* Énoncé 1
Recopiez à l'identique, dans l'extrait de l'arrêt, le passage qui va de « A cet égard, ses » jusqu'à « 2014 sont insuffisantes. ».
* Énoncé 2
Rédigez la suite de l'extrait de l'arrêt à partir de sa dernière phrase.
### Extrait du document ###
Les parties ont accepté le 15 mai 2020 la procédure sans audience qui leur a été proposée, par courriel du président de cette chambre le 30 avril 2020, au visa de l'article 8 de l'ordonnance n° 2020-304 du 25 mars 2020 et de l'ordonnance du premier président de cette Cour du 23 avril 2020.

La cour renvoie à la décision entreprise et aux conclusions susvisées pour un exposé détaillé du litige et des prétentions des parties, conformément à l'article 455 du Code de procédure civile.

SUR CE LA COUR

1 - Sur la mise hors de cause de CMI

Sunberg ne justifie pas de pièces ou moyens nouveaux permettant l'infirmation du jugement entrepris mettant CMI hors de cause, faute d'établir :

- en quoi CMI, avec qui elle n'a signé aucun contrat, est concernée par le contrat d'agent commercial avec CGSAL sur lequel elle fonde sa demande principale,

- ni en quoi CMI qui ne lui payait pas les commissions perçues de CGSAL (pièce intimée 39), qui ne référençait pas les fournisseurs qu'elle-même apportait, qui ne lui a pas fait part de la réorganisation souhaitée par le Groupe Carrefour du sourcing au Pakistan et qui n'est pas intervenue dans le processus de rupture contesté, est concernée par le litige.

A cet égard, ses pièces 6, 7 et 9 relatives à des contacts directs ponctuels entre elles en décembre 2011 et 2012, décembre 2013, janvier et avril 2014 sont insuffisantes.

Le jugement entrepris doit donc être confirmé de ce chef.
### Données affichées ###
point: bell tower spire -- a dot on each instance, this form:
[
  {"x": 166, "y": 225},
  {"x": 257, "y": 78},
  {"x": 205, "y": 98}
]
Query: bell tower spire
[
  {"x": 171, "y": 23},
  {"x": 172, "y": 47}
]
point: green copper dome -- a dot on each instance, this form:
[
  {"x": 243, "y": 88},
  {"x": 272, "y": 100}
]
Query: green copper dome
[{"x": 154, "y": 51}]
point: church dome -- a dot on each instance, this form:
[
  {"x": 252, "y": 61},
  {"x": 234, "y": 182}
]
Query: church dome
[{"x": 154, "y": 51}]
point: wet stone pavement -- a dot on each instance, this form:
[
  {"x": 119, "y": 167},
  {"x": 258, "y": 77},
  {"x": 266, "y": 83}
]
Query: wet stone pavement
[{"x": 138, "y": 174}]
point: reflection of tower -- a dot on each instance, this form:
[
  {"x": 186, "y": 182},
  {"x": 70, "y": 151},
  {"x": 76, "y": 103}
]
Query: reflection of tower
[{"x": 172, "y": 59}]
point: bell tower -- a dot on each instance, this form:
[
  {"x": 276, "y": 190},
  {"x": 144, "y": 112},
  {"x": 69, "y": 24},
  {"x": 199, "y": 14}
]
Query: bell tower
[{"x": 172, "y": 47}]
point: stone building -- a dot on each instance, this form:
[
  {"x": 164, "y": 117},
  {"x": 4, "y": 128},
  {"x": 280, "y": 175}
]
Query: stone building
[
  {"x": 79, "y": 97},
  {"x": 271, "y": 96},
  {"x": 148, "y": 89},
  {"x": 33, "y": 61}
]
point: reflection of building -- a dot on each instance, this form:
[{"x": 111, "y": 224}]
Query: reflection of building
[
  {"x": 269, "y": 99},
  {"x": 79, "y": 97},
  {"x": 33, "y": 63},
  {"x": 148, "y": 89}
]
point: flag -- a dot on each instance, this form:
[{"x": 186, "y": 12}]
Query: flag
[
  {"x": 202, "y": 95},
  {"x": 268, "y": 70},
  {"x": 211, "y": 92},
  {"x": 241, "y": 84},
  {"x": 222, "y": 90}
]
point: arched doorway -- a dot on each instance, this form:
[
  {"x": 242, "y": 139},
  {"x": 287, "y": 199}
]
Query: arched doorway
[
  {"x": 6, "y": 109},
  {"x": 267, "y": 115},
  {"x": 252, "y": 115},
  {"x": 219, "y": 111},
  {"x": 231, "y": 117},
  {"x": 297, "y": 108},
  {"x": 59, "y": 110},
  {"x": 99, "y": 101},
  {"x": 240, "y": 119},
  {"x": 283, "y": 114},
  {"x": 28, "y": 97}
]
###
* Résultat de l'exercice 1
A cet égard, ses pièces 6, 7 et 9 relatives à des contacts directs ponctuels entre elles en décembre 2011 et 2012, décembre 2013, janvier et avril 2014 sont insuffisantes.

* Résultat de l'exercice 2
2 - Sur la demande principale : la rupture d'un contrat d'agent commercial ou d'un mandat d'intérêt commun

Selon l'article L. 134-1 du Code de commerce qui énumère limitativement les contrats concernés :

« L'agent commercial est un mandataire qui, à titre de profession indépendante, sans être lié par un contrat de louage de services, est chargé, de façon permanente, de négocier et, éventuellement, de conclure des contrats de vente, d'achat, de location ou de prestation de services, au nom et pour le compte de producteurs, d'industriels, de commerçants ou d'autres agents commerciaux. Il peut être une personne physique ou une personne morale ».

Le jugement entrepris retient donc exactement, au visa de cet article, que quelques exemples dont il n'est pas établi qu'ils ne constituent "qu'une infime partie" des négociations que Sunberg auraient entreprises, alors que ce texte vise exclusivement les mandataires chargés de façon permanente de négocier pour le compte de leur mandant ne suffisent pas à caractériser la réalité de la fonction d'agent commercial pour laquelle Sunberg ne fait état d'aucun mandat.

L'argumentaire et les pièces de Sunberg qui soutient désormais en appel à titre principal avoir la qualité d'agent commercial ne remettent pas en cause cette analyse, dès lors qu'elle soutient à nouveau mais sans mieux convaincre notamment au vu de ses pièces 17, 18 48 et 50 qui ne datent que de 2013 - 2014 :

- qu'elle disposait d'un pouvoir de représentation et de négociation permanent de Carrefour pour l'achat des produits textiles, pour leur mise au point et la négociation des prix, lui donnant un pouvoir d'influence sur les éléments constitutifs des achats textiles au Pakistan pour Carrefour,

- que son refus de signer le contrat de prestation de services proposé en 2007 a été sans incidence sur ses attributions, dont CGSAL ne contesterait pas qu’elles n’ont pas changé,

- que le libellé « textile agent » sur les factures atteste de la reconnaissance de ce mandat d'agent commercial

- et qu'elle est inscrite au registre spécial des agents commerciaux depuis le 12 juin 2011 et a commencé son activité le 28 novembre 86.

Il suffira d'ajouter ce qui suit.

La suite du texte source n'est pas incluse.